**What the task asks**. Pictures stay out of your copy, but everything else in the records below must be repeated exactly.
===============
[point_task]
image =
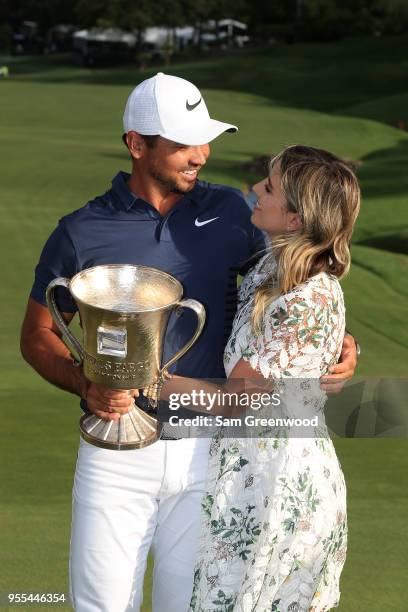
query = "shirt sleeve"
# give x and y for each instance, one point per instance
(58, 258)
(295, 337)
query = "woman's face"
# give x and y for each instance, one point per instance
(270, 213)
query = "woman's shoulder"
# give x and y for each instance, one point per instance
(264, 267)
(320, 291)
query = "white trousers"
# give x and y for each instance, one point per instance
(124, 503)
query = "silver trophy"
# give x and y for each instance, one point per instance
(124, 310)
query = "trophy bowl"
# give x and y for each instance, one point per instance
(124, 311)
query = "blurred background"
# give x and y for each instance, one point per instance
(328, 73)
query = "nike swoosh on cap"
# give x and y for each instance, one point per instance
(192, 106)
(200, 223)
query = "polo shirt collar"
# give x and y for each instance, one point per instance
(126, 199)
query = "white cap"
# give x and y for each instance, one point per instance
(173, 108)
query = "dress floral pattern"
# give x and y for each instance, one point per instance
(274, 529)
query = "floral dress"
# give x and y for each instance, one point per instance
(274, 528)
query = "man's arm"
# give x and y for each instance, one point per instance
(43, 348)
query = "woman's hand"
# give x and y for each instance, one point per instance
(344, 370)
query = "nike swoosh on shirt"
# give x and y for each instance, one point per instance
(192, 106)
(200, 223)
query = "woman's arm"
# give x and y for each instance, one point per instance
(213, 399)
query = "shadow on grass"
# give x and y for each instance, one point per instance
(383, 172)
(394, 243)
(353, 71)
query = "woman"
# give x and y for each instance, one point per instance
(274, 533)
===============
**Output of the task**.
[point_task]
image =
query = "shirt sleeve"
# give x and y for each instance, one point per instance
(58, 258)
(295, 337)
query = "woman's face"
# give x and y for each instance, one point per instance
(270, 213)
query = "woman's shoulder"
# give x and y for each instance, one point per instance
(264, 267)
(320, 291)
query = "white trousers"
# give x and y for each instance, one point per instance
(124, 503)
query = "silver trophy"
# give x and y for each instance, one point per instance
(124, 310)
query = "trophy bowl"
# give x and y for each instance, one point per instance
(124, 311)
query = "blurred background"
# give x and y for each instance, one point per instance
(328, 73)
query = "nike swoosh on cap"
# give x and y for each instance, one point per instance
(192, 106)
(200, 223)
query = "polo shirt collar"
# give x and y for each instance, one point per instance
(126, 199)
query = "white cap"
# give x and y for each instance, one point per instance
(173, 108)
query = "dress floral pattern"
# give x and y for each instance, one point per instance
(274, 529)
query = "floral dress"
# give x and y for each instance, one point per instance
(274, 528)
query = "man's arm"
# give x and y for each instance, one point per instance
(43, 348)
query = "woman's hand"
# give x and y for each instance, one point per instance
(344, 370)
query = "nike swoosh on shirt"
# give x and y for each instance, one point per instance
(192, 106)
(200, 223)
query = "woman's arm"
# give x and y for each instance, one point per instance
(213, 399)
query = "shadow on grass"
# give x and y for each instance, one point per instance
(383, 172)
(394, 243)
(353, 71)
query = "woman"
# give x and y for each instance, one point per instance
(274, 533)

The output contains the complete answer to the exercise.